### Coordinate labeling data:
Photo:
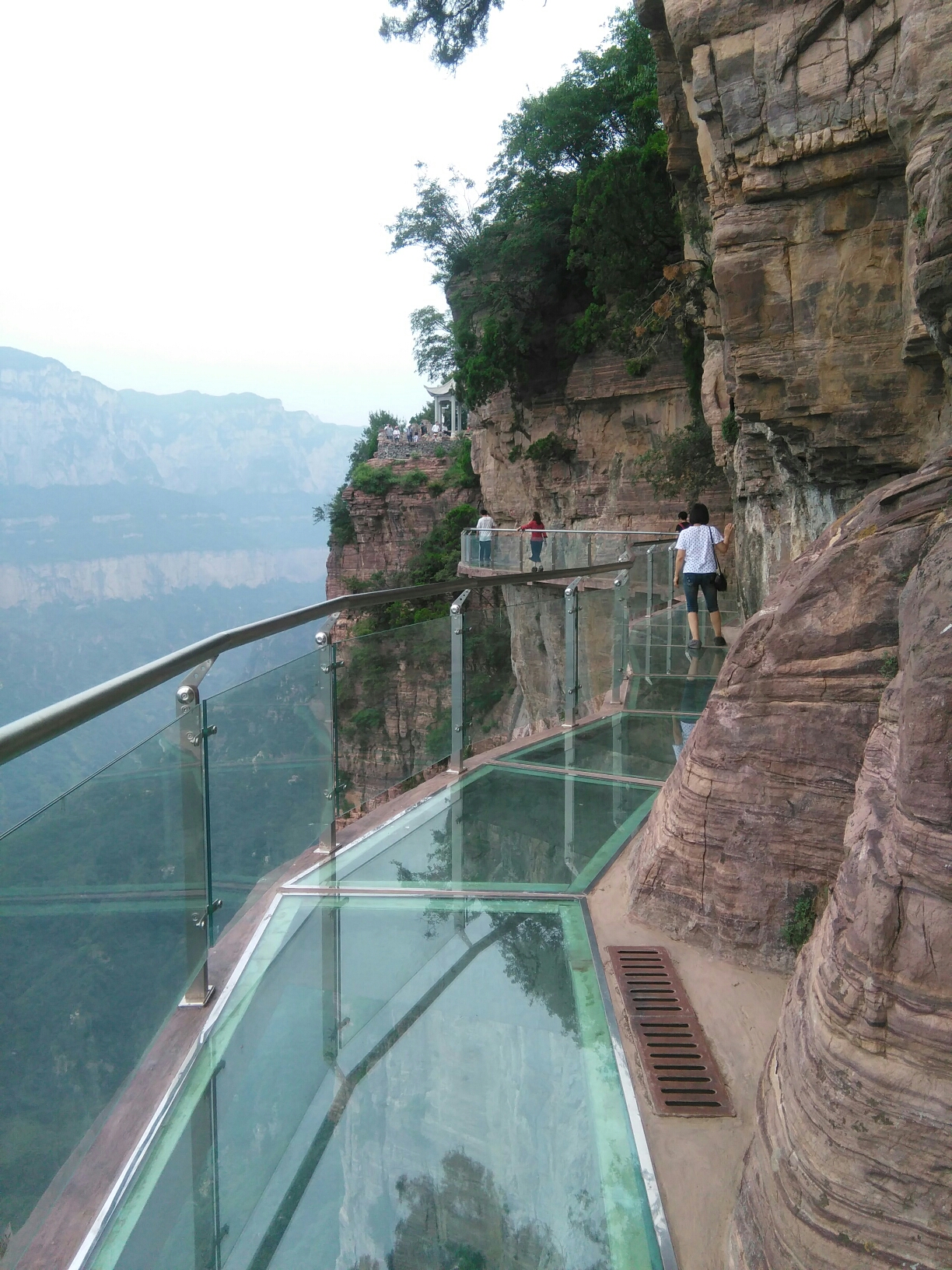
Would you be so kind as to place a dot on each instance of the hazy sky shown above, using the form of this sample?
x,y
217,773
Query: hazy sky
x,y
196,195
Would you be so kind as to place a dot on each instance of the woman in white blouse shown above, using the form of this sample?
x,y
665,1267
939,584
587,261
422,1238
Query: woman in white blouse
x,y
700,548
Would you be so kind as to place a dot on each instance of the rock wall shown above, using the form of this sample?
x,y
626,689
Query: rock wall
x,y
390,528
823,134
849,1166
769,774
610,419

### Given task:
Every entry above needs to be retyped exactly; drop the pictures.

### The solution:
Photo:
Would you be so kind as to place a dot on each instance of the hazy sky shown above, using the form of this sample?
x,y
217,773
Query: hazy sky
x,y
196,195
Would you be so kind as to place a dot on each instance of the woman in white blouse shown above, using the form of this sample?
x,y
665,1267
939,584
587,261
422,1238
Query: woman in white blouse
x,y
700,548
Would you be so kind as to place a dot on each instance of the rock wall shown above, using the form of this sample?
x,y
626,689
Query: rock wall
x,y
390,528
823,134
849,1166
769,774
610,419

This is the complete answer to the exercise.